<<<<

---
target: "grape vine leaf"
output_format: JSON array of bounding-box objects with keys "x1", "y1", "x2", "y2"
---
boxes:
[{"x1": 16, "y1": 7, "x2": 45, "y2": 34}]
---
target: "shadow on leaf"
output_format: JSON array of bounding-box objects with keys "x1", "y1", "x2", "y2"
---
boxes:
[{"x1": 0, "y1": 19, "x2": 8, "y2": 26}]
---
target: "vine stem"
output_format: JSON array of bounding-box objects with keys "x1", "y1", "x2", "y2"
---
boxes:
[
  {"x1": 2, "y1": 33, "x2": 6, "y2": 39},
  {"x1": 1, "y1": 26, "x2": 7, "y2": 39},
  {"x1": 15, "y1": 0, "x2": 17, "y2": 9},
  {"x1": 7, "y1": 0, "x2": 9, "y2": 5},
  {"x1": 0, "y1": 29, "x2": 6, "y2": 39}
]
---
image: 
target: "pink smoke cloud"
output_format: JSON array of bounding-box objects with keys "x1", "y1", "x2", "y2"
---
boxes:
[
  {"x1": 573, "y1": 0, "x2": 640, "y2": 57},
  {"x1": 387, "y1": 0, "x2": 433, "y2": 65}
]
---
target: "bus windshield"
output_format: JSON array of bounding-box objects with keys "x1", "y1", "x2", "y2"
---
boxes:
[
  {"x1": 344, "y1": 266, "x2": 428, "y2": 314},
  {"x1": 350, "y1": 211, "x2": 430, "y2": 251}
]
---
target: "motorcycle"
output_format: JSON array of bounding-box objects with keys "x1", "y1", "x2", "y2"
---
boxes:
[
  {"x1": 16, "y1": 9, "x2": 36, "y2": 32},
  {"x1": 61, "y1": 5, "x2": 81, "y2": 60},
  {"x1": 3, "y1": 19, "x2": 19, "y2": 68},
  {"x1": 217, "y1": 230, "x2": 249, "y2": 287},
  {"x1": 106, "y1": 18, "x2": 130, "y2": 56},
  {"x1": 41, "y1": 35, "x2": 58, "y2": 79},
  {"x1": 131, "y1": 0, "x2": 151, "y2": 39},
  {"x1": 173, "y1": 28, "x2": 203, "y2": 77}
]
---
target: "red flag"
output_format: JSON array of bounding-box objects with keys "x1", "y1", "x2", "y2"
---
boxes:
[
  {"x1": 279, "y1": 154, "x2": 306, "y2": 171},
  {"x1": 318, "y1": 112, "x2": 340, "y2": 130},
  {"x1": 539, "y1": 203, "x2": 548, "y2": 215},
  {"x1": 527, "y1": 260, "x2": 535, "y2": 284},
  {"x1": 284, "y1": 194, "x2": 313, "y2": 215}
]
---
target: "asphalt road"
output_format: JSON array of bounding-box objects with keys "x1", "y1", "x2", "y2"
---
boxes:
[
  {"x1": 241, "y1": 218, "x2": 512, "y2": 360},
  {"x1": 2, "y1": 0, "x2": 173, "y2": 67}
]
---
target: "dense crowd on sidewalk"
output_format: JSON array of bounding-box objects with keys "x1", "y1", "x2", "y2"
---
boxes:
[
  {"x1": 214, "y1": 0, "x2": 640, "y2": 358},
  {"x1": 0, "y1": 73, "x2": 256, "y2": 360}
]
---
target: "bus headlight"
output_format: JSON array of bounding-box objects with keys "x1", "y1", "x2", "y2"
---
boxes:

>>>>

▶ WHAT TO DO: Give the number of lines in the listing that contain the word "target", leaving out all other words.

▶ ANSWER AREA: 10